(GIVEN INSTRUCTION 1)
Locate each line in the records containing the word "vanity" and copy those lines.

(PAGE TEXT)
* Begin *
# Canadian Park Pass



## talkamotta (Jan 3, 2011)

I thought I would try early.  We are going to Banff/Jasper/Yoho begining the 28th of July and staying for about 3 weeks.  Is anyone out there going to Canada and buying a parks pass and would like to go in halfs with me?


----------



## Meow (Jan 3, 2011)

Parks Canada runs on a tight budget.  There is not usually enough funds to adequately maintain and repair all the hiking trails each year.  If you want to visit our beautiful parks we expect you to pay your fair share and not look for ways to beat the system.


----------



## GregD (Jan 5, 2011)

Meow said:


> Parks Canada runs on a tight budget.  There is not usually enough funds to adequately maintain and repair all the hiking trails each year.  If you want to visit our beautiful parks we expect you to pay your fair share and not look for ways to beat the system.




X2 I think they call that theft!


----------



## talkamotta (Jan 5, 2011)

Ok

Two years ago I bought one of the Canadian Parks passes paid the $135 and went to 4 parks. Yoho, Kootenay, Banff and Jasper.  No problem. 

You are correct in saying that the parks are well maintained.  They do a wonderful job. Its a beautiful country and the people are sweethearts and very proud.  *If no one wanted to go in halfs with me I would be more than fine to pay the whole amount. * Ive done it the last 4 times Ive gone to Canada. One time I just drove through Banff and Jasper and spent most of my time in Edmonton visiting friends.  That trip was rather pricey and I thought there might be someone else out there that was spending a short time and it would help them out.
* End *
(GIVEN INSTRUCTION 2)
According to the park pass thread, why does Meow say visitors should pay their fair share? Answer in one to three sentences.

(Records)
* Begin *
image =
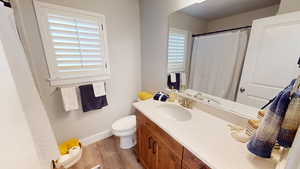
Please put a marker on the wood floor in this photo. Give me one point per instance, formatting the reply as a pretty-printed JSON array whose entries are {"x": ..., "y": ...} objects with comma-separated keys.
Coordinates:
[{"x": 108, "y": 154}]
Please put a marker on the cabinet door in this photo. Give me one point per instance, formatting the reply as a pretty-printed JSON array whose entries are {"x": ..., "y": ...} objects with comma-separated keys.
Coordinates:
[
  {"x": 166, "y": 159},
  {"x": 146, "y": 154}
]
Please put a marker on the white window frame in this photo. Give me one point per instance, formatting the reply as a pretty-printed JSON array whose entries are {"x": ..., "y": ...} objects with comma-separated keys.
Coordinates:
[
  {"x": 41, "y": 13},
  {"x": 186, "y": 34}
]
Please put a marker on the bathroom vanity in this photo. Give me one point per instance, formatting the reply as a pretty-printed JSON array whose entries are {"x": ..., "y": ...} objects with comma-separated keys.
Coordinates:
[
  {"x": 158, "y": 150},
  {"x": 189, "y": 139}
]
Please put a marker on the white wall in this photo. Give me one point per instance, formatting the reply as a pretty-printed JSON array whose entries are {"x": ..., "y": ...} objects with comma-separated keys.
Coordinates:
[
  {"x": 183, "y": 21},
  {"x": 17, "y": 146},
  {"x": 243, "y": 19},
  {"x": 123, "y": 25},
  {"x": 43, "y": 136},
  {"x": 289, "y": 6}
]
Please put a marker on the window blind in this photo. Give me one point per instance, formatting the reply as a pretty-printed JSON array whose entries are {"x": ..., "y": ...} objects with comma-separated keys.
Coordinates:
[
  {"x": 77, "y": 46},
  {"x": 177, "y": 51},
  {"x": 74, "y": 43}
]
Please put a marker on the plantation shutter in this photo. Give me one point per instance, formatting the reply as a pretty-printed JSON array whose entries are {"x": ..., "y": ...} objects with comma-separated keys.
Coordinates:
[
  {"x": 75, "y": 45},
  {"x": 177, "y": 50}
]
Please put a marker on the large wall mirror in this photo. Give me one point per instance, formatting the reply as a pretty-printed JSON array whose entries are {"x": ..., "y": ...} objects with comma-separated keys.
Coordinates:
[{"x": 208, "y": 43}]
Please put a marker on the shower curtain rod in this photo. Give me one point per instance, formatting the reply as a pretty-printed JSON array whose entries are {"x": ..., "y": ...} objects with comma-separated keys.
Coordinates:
[{"x": 233, "y": 29}]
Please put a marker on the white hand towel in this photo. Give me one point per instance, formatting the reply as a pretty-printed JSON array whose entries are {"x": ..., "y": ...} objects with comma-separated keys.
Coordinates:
[
  {"x": 99, "y": 89},
  {"x": 70, "y": 99},
  {"x": 173, "y": 77}
]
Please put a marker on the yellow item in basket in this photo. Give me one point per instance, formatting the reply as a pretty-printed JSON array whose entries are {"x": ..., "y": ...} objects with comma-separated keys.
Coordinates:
[
  {"x": 145, "y": 95},
  {"x": 66, "y": 146}
]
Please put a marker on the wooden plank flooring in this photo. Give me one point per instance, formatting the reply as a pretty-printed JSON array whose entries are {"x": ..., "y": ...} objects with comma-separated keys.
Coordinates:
[{"x": 108, "y": 154}]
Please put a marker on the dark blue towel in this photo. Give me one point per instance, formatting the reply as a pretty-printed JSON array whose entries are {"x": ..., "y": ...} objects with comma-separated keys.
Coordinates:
[
  {"x": 89, "y": 101},
  {"x": 263, "y": 141},
  {"x": 175, "y": 85}
]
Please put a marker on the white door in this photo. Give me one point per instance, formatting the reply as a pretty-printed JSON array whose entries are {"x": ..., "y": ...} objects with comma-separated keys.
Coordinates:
[{"x": 271, "y": 60}]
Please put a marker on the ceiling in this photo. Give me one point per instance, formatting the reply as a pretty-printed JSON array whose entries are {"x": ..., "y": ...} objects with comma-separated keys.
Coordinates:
[{"x": 214, "y": 9}]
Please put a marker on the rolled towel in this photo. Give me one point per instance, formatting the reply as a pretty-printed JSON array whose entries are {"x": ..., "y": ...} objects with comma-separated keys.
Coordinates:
[{"x": 160, "y": 96}]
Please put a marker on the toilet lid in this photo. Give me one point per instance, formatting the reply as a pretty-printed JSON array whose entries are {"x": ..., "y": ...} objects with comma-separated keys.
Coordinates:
[{"x": 125, "y": 123}]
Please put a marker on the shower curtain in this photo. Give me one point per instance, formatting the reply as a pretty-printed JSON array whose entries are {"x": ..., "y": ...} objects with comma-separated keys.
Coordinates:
[{"x": 217, "y": 62}]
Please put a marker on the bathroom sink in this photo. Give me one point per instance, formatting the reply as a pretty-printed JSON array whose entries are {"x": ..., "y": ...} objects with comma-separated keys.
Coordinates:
[{"x": 174, "y": 112}]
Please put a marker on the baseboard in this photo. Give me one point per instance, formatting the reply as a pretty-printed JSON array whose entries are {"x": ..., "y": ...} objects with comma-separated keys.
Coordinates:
[{"x": 97, "y": 137}]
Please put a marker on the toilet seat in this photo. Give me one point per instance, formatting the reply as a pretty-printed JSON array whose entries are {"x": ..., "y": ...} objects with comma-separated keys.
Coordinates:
[
  {"x": 125, "y": 125},
  {"x": 125, "y": 129}
]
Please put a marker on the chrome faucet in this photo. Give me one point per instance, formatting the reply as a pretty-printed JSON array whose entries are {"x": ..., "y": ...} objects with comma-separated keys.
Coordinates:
[{"x": 186, "y": 102}]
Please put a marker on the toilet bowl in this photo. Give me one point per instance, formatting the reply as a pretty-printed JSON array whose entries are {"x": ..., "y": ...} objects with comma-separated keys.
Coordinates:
[{"x": 125, "y": 128}]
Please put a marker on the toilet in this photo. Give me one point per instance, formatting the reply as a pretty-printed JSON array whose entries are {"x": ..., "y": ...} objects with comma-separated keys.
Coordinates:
[{"x": 125, "y": 128}]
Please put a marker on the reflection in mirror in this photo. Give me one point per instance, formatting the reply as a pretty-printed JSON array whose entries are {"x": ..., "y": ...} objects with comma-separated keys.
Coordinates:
[{"x": 208, "y": 43}]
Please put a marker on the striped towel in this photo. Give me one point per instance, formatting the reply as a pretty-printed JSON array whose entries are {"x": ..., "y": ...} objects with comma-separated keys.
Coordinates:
[{"x": 280, "y": 123}]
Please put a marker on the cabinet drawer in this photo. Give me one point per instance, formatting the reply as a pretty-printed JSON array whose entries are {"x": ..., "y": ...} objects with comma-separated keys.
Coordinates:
[
  {"x": 190, "y": 161},
  {"x": 163, "y": 137}
]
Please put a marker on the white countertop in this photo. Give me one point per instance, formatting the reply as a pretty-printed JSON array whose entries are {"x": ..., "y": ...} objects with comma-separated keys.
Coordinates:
[{"x": 208, "y": 138}]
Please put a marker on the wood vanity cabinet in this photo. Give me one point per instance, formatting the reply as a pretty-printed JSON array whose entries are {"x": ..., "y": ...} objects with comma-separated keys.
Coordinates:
[{"x": 157, "y": 150}]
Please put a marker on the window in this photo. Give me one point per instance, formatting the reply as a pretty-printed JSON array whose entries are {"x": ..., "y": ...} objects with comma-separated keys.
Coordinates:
[
  {"x": 177, "y": 50},
  {"x": 74, "y": 43}
]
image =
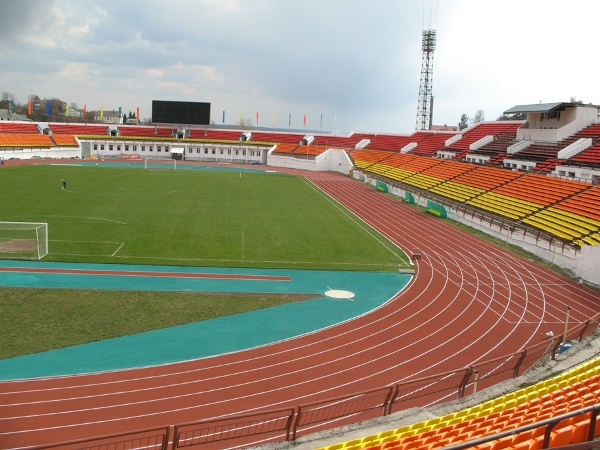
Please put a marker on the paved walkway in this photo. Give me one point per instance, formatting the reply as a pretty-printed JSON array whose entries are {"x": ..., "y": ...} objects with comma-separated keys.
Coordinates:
[{"x": 200, "y": 339}]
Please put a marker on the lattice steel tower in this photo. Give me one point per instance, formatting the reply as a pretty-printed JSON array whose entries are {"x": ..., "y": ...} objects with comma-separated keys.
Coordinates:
[{"x": 425, "y": 107}]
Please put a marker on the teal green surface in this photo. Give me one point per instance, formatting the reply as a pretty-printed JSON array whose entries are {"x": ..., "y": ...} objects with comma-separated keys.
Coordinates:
[{"x": 200, "y": 339}]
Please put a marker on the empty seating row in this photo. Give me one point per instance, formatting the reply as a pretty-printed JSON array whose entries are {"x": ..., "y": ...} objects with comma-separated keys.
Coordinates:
[
  {"x": 85, "y": 129},
  {"x": 449, "y": 170},
  {"x": 430, "y": 145},
  {"x": 349, "y": 141},
  {"x": 456, "y": 191},
  {"x": 541, "y": 189},
  {"x": 586, "y": 204},
  {"x": 25, "y": 140},
  {"x": 572, "y": 390},
  {"x": 364, "y": 158},
  {"x": 12, "y": 127},
  {"x": 285, "y": 148},
  {"x": 487, "y": 178},
  {"x": 504, "y": 205}
]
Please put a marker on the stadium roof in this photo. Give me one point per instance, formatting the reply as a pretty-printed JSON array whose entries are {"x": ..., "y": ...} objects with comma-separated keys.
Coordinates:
[{"x": 543, "y": 107}]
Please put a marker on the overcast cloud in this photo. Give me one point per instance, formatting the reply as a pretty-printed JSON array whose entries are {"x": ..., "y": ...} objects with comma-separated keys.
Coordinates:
[{"x": 357, "y": 60}]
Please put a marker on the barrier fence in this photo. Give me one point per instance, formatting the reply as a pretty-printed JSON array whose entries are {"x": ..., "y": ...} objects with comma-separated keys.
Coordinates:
[{"x": 288, "y": 423}]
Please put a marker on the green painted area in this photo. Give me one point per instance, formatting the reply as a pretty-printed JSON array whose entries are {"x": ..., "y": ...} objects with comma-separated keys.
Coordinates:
[
  {"x": 229, "y": 218},
  {"x": 206, "y": 338},
  {"x": 436, "y": 209}
]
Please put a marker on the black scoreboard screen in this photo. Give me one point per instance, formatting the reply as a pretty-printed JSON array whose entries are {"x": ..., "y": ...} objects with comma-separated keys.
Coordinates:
[{"x": 188, "y": 113}]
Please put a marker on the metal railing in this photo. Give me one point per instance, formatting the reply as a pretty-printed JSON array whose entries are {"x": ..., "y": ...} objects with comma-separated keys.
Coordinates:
[{"x": 288, "y": 423}]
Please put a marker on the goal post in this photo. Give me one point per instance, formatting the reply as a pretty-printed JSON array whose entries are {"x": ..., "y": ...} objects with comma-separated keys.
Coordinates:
[{"x": 23, "y": 240}]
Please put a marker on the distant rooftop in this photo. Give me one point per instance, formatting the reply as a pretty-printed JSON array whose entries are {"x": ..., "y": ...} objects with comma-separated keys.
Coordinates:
[{"x": 545, "y": 107}]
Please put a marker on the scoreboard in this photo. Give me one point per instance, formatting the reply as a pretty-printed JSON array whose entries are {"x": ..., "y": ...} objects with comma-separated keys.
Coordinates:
[{"x": 185, "y": 113}]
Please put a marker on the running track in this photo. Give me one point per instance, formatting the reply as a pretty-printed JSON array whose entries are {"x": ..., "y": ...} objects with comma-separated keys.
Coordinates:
[{"x": 468, "y": 302}]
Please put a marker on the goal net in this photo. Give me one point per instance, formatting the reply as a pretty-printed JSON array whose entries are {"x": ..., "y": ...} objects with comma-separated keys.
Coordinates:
[{"x": 23, "y": 240}]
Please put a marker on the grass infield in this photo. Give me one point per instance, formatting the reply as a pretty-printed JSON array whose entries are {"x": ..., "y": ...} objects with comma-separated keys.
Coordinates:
[
  {"x": 166, "y": 217},
  {"x": 199, "y": 218},
  {"x": 55, "y": 318}
]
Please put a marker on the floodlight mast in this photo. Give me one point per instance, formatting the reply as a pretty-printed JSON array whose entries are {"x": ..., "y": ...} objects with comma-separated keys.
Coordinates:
[{"x": 425, "y": 106}]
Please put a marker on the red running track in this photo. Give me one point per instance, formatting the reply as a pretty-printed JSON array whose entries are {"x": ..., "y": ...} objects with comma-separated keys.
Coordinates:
[{"x": 468, "y": 302}]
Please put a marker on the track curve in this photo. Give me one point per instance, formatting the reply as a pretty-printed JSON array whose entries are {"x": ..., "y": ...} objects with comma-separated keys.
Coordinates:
[{"x": 469, "y": 301}]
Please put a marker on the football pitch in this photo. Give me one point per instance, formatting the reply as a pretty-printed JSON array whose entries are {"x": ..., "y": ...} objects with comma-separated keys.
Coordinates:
[{"x": 191, "y": 217}]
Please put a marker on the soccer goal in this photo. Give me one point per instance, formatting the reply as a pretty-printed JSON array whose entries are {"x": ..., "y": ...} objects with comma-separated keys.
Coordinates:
[{"x": 23, "y": 240}]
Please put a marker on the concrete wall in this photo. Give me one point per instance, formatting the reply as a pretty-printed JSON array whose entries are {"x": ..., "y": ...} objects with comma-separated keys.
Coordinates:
* End *
(COMPLETE RESPONSE 1)
Please put a marker on the bathroom vanity in this photo. Give me one point per instance, formatting the reply as a pretty-printed JSON array whose entries are {"x": ..., "y": ...} objects with comma-separated keys.
Please put a marker on the wood vanity cabinet in this photo. Give me one point per instance, formatting the reply as a pretty-printed JSON array whose entries are {"x": ..., "y": ...} objects with comma-separated keys.

(COMPLETE RESPONSE 2)
Meow says Parks Canada runs on a tight budget and usually lacks the funds to adequately maintain and repair all the hiking trails each year. For that reason, visitors are expected to pay their fair share rather than look for ways to beat the system.